## [YOUR OBJECTIVE]
Rewrite the items from the line with "QA review pass: verify and re-annotate the white kitchen" up to and including the last item, replacing "cabinet" with "cupboard" and leaving everything else as it is.

## [ENTRIES SUPPLIED]
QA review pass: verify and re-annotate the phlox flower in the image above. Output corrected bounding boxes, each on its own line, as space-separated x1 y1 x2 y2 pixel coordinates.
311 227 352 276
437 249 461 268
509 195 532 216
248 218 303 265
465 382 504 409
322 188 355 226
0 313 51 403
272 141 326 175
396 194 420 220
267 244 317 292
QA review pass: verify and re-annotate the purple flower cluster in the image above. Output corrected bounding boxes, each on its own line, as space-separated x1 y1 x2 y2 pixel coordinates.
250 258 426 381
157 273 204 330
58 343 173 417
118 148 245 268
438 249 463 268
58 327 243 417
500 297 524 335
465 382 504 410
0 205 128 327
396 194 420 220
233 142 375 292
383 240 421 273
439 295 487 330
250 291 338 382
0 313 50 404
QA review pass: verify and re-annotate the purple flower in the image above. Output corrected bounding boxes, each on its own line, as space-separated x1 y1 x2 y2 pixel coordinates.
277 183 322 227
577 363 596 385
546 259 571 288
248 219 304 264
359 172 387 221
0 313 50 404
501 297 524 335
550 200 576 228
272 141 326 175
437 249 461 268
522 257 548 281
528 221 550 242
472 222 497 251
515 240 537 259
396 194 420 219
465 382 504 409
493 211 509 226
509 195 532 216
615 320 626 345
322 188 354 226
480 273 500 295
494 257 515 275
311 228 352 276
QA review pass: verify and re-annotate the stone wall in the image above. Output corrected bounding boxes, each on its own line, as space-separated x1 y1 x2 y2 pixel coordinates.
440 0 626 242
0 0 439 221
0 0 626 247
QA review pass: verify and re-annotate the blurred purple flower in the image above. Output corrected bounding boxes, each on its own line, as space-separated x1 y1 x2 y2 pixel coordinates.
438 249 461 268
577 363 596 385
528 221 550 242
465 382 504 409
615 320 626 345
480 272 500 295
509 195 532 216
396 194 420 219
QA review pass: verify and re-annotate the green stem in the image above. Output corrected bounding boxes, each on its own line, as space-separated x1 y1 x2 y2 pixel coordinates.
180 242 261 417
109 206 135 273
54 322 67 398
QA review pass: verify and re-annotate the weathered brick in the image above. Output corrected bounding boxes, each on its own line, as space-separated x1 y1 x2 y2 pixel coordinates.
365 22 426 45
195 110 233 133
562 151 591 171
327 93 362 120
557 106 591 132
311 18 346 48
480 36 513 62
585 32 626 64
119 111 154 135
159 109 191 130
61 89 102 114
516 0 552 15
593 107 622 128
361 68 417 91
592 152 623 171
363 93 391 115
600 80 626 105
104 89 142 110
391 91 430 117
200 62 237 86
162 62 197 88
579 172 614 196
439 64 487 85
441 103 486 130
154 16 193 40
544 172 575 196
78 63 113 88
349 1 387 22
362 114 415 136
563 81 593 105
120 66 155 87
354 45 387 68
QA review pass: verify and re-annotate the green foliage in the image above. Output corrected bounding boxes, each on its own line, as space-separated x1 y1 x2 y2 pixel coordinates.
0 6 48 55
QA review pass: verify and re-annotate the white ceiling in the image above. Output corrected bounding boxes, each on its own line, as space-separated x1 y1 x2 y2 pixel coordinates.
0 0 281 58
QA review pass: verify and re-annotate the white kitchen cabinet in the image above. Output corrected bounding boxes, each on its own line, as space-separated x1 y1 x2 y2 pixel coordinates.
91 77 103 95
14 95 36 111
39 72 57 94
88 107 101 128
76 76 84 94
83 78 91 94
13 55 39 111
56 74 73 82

## [PROBLEM SOLUTION]
QA review pass: verify and re-annotate the white kitchen cupboard in the image above. Output corrected bounding boxes, each on its own line, as space-separated x1 y1 x2 y2 pixel coordinates.
91 77 103 95
14 95 36 111
39 72 57 94
88 107 101 128
76 76 84 94
83 78 91 94
13 55 39 111
56 74 73 82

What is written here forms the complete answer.